━━━ Dataset entries ━━━
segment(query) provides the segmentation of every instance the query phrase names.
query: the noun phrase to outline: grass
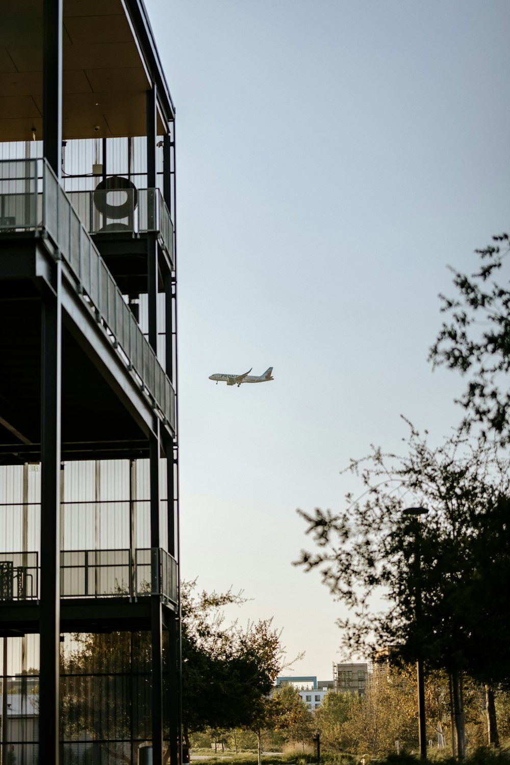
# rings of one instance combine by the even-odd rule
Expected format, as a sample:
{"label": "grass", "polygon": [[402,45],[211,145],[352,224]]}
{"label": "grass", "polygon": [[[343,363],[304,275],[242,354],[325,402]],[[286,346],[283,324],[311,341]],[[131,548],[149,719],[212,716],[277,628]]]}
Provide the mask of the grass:
{"label": "grass", "polygon": [[[203,752],[203,754],[202,753]],[[193,749],[191,751],[191,760],[193,762],[193,754],[202,754],[207,756],[207,765],[225,765],[225,757],[229,758],[229,765],[255,765],[257,762],[257,753],[255,751],[242,752],[236,754],[233,750],[226,750],[224,752],[218,753],[216,756],[214,752],[209,749],[199,750]],[[295,751],[284,754],[263,754],[262,759],[264,765],[311,765],[317,763],[315,754],[303,754]],[[321,752],[321,765],[359,765],[362,759],[361,754],[348,754],[347,753],[333,754],[330,752]],[[377,765],[421,765],[419,755],[408,754],[389,754],[387,757],[371,757],[365,756],[365,765],[375,763]],[[459,760],[452,757],[432,757],[426,760],[430,765],[459,765]],[[503,748],[500,750],[489,749],[482,747],[469,752],[464,760],[463,765],[510,765],[510,750]]]}

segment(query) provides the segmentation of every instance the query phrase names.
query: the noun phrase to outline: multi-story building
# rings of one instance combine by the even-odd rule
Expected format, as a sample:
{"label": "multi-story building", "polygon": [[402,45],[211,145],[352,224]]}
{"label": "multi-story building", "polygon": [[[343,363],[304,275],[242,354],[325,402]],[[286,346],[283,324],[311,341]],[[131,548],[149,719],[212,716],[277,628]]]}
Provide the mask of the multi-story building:
{"label": "multi-story building", "polygon": [[2,762],[175,765],[175,110],[142,0],[2,16]]}
{"label": "multi-story building", "polygon": [[299,695],[308,709],[314,712],[320,706],[329,691],[328,688],[316,688],[312,691],[300,691]]}
{"label": "multi-story building", "polygon": [[317,682],[315,675],[303,675],[299,677],[277,677],[277,688],[282,688],[284,685],[292,685],[295,688],[310,711],[315,711],[317,707],[322,704],[328,691],[333,689],[332,680]]}
{"label": "multi-story building", "polygon": [[336,693],[365,693],[369,679],[366,663],[343,663],[333,665],[333,689]]}

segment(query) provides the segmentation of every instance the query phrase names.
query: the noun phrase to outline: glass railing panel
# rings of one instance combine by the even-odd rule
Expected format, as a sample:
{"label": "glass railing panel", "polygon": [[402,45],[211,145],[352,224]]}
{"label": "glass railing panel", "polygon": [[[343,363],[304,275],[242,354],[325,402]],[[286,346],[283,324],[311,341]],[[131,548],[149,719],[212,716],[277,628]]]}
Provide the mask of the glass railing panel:
{"label": "glass railing panel", "polygon": [[37,213],[37,161],[0,162],[0,231],[35,229]]}
{"label": "glass railing panel", "polygon": [[58,207],[60,186],[57,177],[47,163],[43,164],[43,205],[44,227],[51,239],[58,243]]}

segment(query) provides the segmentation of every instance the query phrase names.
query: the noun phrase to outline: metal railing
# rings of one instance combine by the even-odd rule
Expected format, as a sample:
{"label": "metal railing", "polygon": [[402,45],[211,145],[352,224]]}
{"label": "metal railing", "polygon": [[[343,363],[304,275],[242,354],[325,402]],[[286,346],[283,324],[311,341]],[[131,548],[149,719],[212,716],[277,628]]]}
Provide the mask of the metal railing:
{"label": "metal railing", "polygon": [[[158,595],[177,602],[177,564],[161,548],[62,550],[60,597],[131,597]],[[0,552],[0,604],[38,600],[37,552]]]}
{"label": "metal railing", "polygon": [[135,551],[135,589],[138,596],[160,594],[177,602],[177,564],[161,547]]}
{"label": "metal railing", "polygon": [[29,601],[39,597],[37,552],[0,552],[0,601]]}
{"label": "metal railing", "polygon": [[[154,200],[161,197],[158,190],[145,190],[154,191]],[[151,208],[160,218],[162,204],[160,200]],[[148,203],[150,212],[149,207]],[[175,429],[175,392],[170,379],[49,164],[44,159],[0,161],[0,234],[28,230],[53,240],[98,324]]]}
{"label": "metal railing", "polygon": [[91,234],[154,232],[174,262],[174,224],[159,189],[96,189],[67,191]]}

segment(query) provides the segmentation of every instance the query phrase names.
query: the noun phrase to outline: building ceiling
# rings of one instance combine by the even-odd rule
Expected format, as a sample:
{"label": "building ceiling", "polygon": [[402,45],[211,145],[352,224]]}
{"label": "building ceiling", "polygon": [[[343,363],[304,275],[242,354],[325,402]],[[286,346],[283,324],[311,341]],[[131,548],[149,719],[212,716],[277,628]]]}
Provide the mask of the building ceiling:
{"label": "building ceiling", "polygon": [[[42,0],[2,15],[0,141],[42,139]],[[63,138],[146,135],[151,83],[122,0],[63,0]]]}

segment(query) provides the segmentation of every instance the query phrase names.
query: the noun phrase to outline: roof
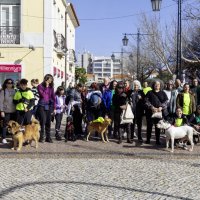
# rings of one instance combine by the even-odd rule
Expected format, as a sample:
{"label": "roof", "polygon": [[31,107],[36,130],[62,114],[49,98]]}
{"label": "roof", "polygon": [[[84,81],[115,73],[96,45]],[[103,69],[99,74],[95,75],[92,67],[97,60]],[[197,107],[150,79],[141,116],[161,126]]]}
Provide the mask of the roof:
{"label": "roof", "polygon": [[67,10],[70,12],[70,14],[71,14],[71,16],[72,16],[72,18],[73,18],[73,19],[72,19],[73,24],[74,24],[76,27],[80,26],[78,17],[77,17],[77,15],[76,15],[76,11],[75,11],[74,6],[73,6],[72,3],[68,3],[68,4],[67,4]]}

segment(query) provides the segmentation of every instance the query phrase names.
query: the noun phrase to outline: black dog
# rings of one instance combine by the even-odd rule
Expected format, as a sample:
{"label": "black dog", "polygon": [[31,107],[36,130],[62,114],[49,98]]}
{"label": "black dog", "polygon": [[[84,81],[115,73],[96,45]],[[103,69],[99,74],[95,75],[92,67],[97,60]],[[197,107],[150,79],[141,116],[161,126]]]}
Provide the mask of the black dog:
{"label": "black dog", "polygon": [[76,141],[75,134],[74,134],[73,119],[71,116],[67,117],[64,137],[65,137],[65,142],[67,142],[68,140]]}

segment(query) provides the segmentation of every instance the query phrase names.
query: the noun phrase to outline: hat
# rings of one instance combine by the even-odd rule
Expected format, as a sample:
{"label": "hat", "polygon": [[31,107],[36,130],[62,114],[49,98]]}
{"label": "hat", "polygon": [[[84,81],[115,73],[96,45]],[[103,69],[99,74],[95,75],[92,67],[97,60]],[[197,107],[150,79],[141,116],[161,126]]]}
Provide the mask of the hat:
{"label": "hat", "polygon": [[23,78],[23,79],[21,79],[20,80],[20,82],[19,82],[20,84],[22,84],[22,85],[27,85],[27,83],[28,83],[28,80],[27,79],[25,79],[25,78]]}

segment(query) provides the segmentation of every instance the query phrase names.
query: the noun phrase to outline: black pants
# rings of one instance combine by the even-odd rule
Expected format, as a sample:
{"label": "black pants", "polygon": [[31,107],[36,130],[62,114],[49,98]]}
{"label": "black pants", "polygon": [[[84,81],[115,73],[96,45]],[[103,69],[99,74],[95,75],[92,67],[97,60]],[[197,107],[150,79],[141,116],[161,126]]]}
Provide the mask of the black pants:
{"label": "black pants", "polygon": [[31,118],[32,118],[32,113],[31,111],[16,111],[16,121],[20,124],[20,125],[28,125],[31,123]]}
{"label": "black pants", "polygon": [[40,122],[40,138],[44,138],[44,132],[46,133],[46,138],[50,138],[51,134],[51,111],[45,110],[43,106],[38,106],[37,116]]}
{"label": "black pants", "polygon": [[83,114],[80,112],[80,109],[78,106],[74,106],[72,117],[73,117],[73,124],[74,124],[74,134],[76,136],[80,136],[82,134]]}
{"label": "black pants", "polygon": [[130,124],[120,124],[120,116],[121,113],[115,112],[114,113],[114,134],[118,135],[119,140],[122,139],[122,130],[125,129],[127,133],[127,141],[130,141],[131,139],[131,127]]}
{"label": "black pants", "polygon": [[60,131],[60,125],[61,125],[61,122],[62,122],[62,118],[63,118],[63,113],[57,113],[55,115],[55,120],[56,120],[55,130],[56,130],[56,134],[58,134],[58,132]]}
{"label": "black pants", "polygon": [[16,120],[16,115],[15,113],[5,113],[5,117],[2,118],[2,120],[3,120],[2,139],[5,139],[7,133],[7,124],[10,120]]}
{"label": "black pants", "polygon": [[150,141],[151,134],[152,134],[152,128],[153,125],[155,126],[155,136],[156,136],[156,142],[160,142],[160,129],[157,128],[156,124],[159,122],[160,119],[157,118],[151,118],[151,115],[147,115],[147,141]]}
{"label": "black pants", "polygon": [[134,131],[135,131],[135,125],[137,124],[137,135],[138,135],[138,140],[142,139],[142,116],[137,117],[135,115],[133,119],[133,124],[131,124],[131,139],[134,137]]}

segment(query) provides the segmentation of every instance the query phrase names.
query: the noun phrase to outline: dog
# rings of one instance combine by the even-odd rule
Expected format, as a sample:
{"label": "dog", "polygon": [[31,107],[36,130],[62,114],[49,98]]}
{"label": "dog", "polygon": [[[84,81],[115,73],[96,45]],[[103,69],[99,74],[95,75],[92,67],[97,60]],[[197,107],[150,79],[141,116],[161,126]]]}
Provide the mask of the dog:
{"label": "dog", "polygon": [[67,117],[66,127],[65,127],[65,142],[68,140],[75,141],[74,125],[72,116]]}
{"label": "dog", "polygon": [[[101,138],[104,143],[106,141],[109,142],[107,130],[108,130],[108,126],[111,124],[111,122],[112,122],[112,120],[109,118],[105,118],[102,123],[101,122],[90,122],[87,127],[88,134],[87,134],[86,141],[89,141],[89,136],[92,132],[98,132],[101,134]],[[105,135],[106,141],[105,141],[104,135]]]}
{"label": "dog", "polygon": [[[40,138],[40,123],[35,118],[32,119],[31,124],[28,124],[22,130],[22,127],[16,121],[10,120],[7,126],[8,132],[12,134],[13,147],[12,150],[20,151],[23,143],[35,141],[35,148],[38,148],[38,140]],[[18,147],[17,147],[18,145]]]}
{"label": "dog", "polygon": [[157,128],[164,129],[166,134],[166,149],[169,148],[169,140],[171,139],[171,152],[174,152],[174,139],[181,139],[181,141],[189,140],[191,144],[191,148],[189,151],[193,151],[194,142],[193,142],[193,135],[198,135],[198,133],[194,128],[191,126],[180,126],[175,127],[171,125],[169,122],[160,120],[157,123]]}

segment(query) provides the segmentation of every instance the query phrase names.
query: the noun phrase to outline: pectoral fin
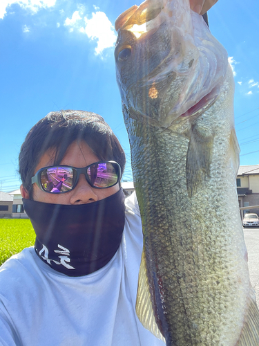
━━━
Exercise objective: Identify every line in the records above that contains the string "glass", and copy each of those lines.

Output of the exercise:
query: the noun phrase to outline: glass railing panel
{"label": "glass railing panel", "polygon": [[402,45],[211,145],[352,224]]}
{"label": "glass railing panel", "polygon": [[[343,363],[304,275],[242,354],[325,402]],[[286,346],[283,324],[311,341]],[[131,548],[149,719],[212,716],[277,628]]]}
Provide the mask of the glass railing panel:
{"label": "glass railing panel", "polygon": [[37,213],[37,161],[0,162],[0,231],[35,229]]}
{"label": "glass railing panel", "polygon": [[58,207],[60,186],[57,177],[47,163],[43,164],[43,205],[44,227],[51,239],[58,243]]}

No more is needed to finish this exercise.